WORK INSTRUCTIONS:
1 - In the scikit-learn feature selection thread, do the following statements agree with the text? (a) The SelectKBest step is set to keep 200 features. (b) The pipeline's scaler is created with with_mean set to True. (c) The reply says the pipeline must be fitted before feature_names is called. Answer yes or no for each, and quote the deciding words.
2 - List every step name given to the Pipeline in the scikit-learn feature selection thread.
3 - Carry on the scikit-learn feature selection thread from its final line.

I'm working with scikit learn on a text classification experiment. Now I would like to get the names of the best performing, selected features. I tried some of the answers to similar questions, but nothing works. The last lines of code are an example of what I tried. For example when I print feature_names
, I get this error: sklearn.exceptions.NotFittedError: This SelectKBest instance is not fitted yet. Call 'fit' with appropriate arguments before using this method.
Any solutions?
scaler = StandardScaler(with_mean=False)
enc = LabelEncoder()
y = enc.fit_transform(labels)
feat_sel = SelectKBest(mutual_info_classif, k=200)
clf = linear_model.LogisticRegression()
pipe = Pipeline([('vectorizer', DictVectorizer()),
('scaler', StandardScaler(with_mean=False)),
('mutual_info', feat_sel),
('logistregress', clf)])
feature_names = pipe.named_steps['mutual_info']
X.columns[features.transform(np.arange(len(X.columns)))]
You first have to fit the pipeline and then call feature_names
:
Solution
scaler = StandardScaler(with_mean=False)
enc = LabelEncoder()
y = enc.fit_transform(labels)
feat_sel = SelectKBest(mutual_info_classif, k=200)
clf = linear_model.LogisticRegression()

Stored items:
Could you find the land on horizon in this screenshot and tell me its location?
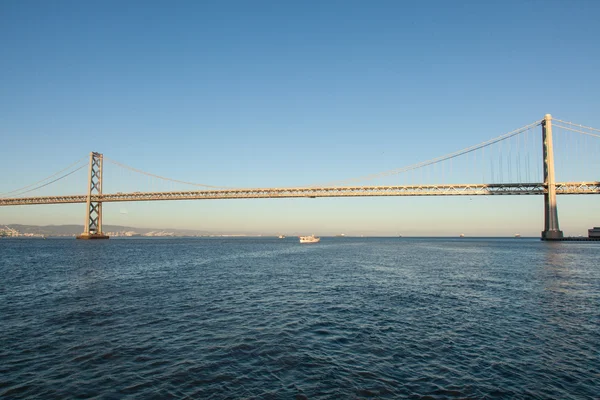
[0,224,533,238]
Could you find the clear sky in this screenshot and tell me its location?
[0,0,600,236]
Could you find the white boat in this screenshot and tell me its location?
[300,235,321,243]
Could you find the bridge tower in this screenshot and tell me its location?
[542,114,563,240]
[77,152,108,239]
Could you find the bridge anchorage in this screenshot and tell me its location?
[77,152,108,240]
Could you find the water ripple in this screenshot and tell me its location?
[0,238,600,399]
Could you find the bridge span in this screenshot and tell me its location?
[0,182,600,206]
[0,114,600,240]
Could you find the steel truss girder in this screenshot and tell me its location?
[0,182,600,206]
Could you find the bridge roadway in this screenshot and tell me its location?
[0,182,600,206]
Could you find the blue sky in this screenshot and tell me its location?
[0,1,600,235]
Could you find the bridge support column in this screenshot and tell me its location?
[77,152,108,239]
[542,114,563,240]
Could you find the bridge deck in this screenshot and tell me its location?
[0,182,600,206]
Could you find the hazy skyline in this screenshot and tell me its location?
[0,1,600,236]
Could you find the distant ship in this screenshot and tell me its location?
[300,235,321,243]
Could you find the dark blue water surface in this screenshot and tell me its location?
[0,238,600,399]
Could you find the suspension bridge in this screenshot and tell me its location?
[0,114,600,240]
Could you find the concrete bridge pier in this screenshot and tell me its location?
[541,114,563,240]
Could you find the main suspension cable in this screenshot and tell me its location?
[0,156,88,197]
[104,156,236,189]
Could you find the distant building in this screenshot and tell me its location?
[588,226,600,239]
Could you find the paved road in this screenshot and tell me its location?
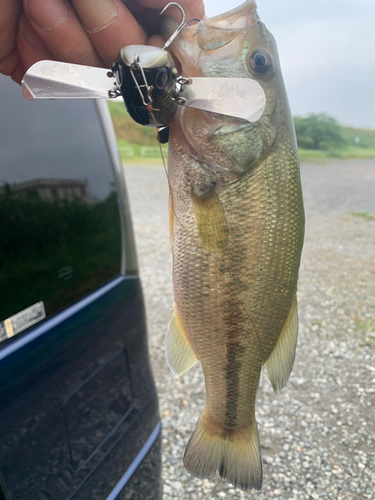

ANSWERS TO EACH TASK:
1 -
(a) Yes: "feat_sel = SelectKBest(mutual_info_classif, k=200)"
(b) No: "('scaler', StandardScaler(with_mean=False))"
(c) Yes: "You first have to fit the pipeline and then call feature_names"

2 - 'vectorizer', 'scaler', 'mutual_info', 'logistregress'

3 -
pipe = Pipeline([('vectorizer', DictVectorizer()),
('scaler', StandardScaler(with_mean=False)),
('mutual_info', feat_sel),
('logistregress', clf)])
# Now fit the pipeline using your data
pipe.fit(X, y)
#now can the pipe.named_steps
feature_names = pipe.named_steps['mutual_info']
X.columns[features.transform(np.arange(len(X.columns)))]
General information
From the documentation example here you can see the
anova_svm.set_params(anova__k=10, svc__C=.1).fit(X, y)
This sets some initial parameters (k parameter for anova and C parameter for svc)
and then calls fit(X,y)
to fit the pipeline.
EDIT:
for the new error, since your X is a list of dictionaries I see one way to call the columns method that you want. This can be done using pandas.
X= [{'age': 10, 'name': 'Tom'}, {'age': 5, 'name': 'Mark'}]
df = DataFrame(X)
len(df.columns)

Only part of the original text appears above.